*Text*:
»»

First Nations people will soon have a place to call their own at Royal Roads University.
The university will begin renovating its retired boathouse next week to make way for its Aboriginal Learning and Cultural Centre.
The former rowing storage space will be transformed into offices, classrooms and a large meeting space, with waterfront views of Esquimalt Lagoon.
Greg Sam, the university’s aboriginal relations co-ordinator, says the centre reflects the RRU property’s deep connection to Coast Salish culture and history.
“Our people used this place to gather herbs and medicines. That’s what it was known for,” said Sam, an elder with the Tsartlip First Nation. “This place was treated with respect. It is sacred. Herbs and medicine served a purpose. People took what they needed and respected the environment.”
Kinetic Construction has been awarded a $742,900 contract to refurbish the sparse, non-insulated wood frame interior into a modern meeting space and learning center. The province donated $600,000 toward the project and RRU is chipping in the $142,000 difference.

««

*Records supplied*:
»»

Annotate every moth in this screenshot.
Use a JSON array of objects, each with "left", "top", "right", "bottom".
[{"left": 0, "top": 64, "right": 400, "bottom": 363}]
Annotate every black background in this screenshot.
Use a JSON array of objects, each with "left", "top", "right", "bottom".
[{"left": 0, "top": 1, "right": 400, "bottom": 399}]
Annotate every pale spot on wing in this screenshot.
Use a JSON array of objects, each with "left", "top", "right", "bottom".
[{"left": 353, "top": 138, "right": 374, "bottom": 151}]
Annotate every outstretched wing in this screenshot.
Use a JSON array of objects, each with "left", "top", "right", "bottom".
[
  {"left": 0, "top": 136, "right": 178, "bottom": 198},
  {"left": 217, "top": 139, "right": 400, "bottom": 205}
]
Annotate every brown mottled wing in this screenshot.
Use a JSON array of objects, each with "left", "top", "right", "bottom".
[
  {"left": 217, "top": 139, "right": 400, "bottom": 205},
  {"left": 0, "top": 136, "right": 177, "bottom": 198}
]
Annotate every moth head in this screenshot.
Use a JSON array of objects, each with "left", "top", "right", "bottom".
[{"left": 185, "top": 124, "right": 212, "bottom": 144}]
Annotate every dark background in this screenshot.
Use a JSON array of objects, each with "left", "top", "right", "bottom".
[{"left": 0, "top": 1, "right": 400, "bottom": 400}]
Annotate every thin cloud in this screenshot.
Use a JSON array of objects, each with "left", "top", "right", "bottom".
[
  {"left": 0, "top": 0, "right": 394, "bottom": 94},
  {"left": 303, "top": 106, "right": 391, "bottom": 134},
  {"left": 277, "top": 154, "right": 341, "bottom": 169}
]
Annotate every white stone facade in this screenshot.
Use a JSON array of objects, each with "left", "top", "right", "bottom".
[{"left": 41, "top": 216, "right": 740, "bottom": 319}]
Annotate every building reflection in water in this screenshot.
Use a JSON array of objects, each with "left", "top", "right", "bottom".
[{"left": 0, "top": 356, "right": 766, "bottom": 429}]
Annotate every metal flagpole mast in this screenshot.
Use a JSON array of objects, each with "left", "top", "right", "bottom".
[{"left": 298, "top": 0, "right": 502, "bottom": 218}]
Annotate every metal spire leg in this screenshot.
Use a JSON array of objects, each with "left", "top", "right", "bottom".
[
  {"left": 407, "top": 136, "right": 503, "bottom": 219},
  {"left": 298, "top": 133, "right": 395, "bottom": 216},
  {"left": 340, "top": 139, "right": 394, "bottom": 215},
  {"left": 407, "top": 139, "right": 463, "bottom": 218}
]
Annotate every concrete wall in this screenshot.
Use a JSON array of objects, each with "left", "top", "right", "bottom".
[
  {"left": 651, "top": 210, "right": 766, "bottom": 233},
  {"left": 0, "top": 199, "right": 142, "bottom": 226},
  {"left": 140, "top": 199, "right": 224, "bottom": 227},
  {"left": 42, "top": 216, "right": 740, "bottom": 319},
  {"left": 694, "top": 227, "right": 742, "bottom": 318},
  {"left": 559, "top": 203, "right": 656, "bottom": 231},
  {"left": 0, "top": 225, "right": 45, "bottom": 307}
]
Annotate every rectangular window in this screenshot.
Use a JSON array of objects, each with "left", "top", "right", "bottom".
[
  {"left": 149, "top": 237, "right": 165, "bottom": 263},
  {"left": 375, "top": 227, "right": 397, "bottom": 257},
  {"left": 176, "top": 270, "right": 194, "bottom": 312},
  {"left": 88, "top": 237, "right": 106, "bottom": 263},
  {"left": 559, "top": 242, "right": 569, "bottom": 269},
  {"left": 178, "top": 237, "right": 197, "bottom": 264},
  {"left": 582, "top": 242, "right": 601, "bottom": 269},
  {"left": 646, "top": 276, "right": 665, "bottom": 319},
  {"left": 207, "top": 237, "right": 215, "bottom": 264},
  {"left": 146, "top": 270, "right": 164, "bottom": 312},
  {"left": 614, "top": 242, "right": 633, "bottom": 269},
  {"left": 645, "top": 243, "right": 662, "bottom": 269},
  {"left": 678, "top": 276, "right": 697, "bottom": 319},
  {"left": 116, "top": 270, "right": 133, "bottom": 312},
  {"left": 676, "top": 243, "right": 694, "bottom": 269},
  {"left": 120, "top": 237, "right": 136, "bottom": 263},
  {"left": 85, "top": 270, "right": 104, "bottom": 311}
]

««

*Directions for this task*: Copy word for word the part of the text on the Royal Roads boathouse from "The university will" to "of Esquimalt Lagoon.", including both ends.

*Problem solution*:
The university will begin renovating its retired boathouse next week to make way for its Aboriginal Learning and Cultural Centre.
The former rowing storage space will be transformed into offices, classrooms and a large meeting space, with waterfront views of Esquimalt Lagoon.